CHALLENGE: Print word for word the stretch of entries below from the line containing "Can you see the quilt?" through the end of the entries, including both ends, and nothing else.

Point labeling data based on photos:
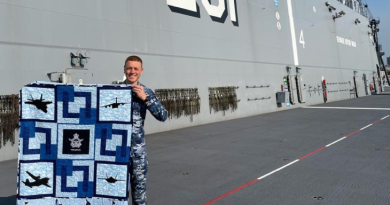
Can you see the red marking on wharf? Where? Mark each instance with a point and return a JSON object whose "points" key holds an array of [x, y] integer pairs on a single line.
{"points": [[291, 163]]}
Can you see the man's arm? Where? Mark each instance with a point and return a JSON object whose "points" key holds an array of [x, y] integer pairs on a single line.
{"points": [[155, 107]]}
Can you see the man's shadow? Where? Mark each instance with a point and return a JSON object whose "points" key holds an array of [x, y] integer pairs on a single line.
{"points": [[8, 200]]}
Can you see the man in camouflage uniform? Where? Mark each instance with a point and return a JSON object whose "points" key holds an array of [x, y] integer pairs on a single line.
{"points": [[143, 98]]}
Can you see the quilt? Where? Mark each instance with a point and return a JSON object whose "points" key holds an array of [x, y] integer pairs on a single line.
{"points": [[74, 145]]}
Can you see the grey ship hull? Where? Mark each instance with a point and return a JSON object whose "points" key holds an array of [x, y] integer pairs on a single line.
{"points": [[190, 49]]}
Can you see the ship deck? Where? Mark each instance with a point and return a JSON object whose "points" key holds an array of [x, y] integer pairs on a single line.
{"points": [[334, 153]]}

ANSWER TO THE PROBLEM:
Can you see the quilt? Where? Mark each instance with a point and return a JSON object whose "points" key holds an array of [x, y] integer pairs on a single line.
{"points": [[74, 145]]}
Can you see the grey ship hull? Where? Mark each instance with a point and return a JSON object whose "points" key holds an array of [x, y] integer pairs on a single line.
{"points": [[190, 49]]}
Can you see the ship deck? Where? Mark each instance with a point and return a JSON object whose "points" key holds an array of [x, y] integer pairs on a single line.
{"points": [[334, 153]]}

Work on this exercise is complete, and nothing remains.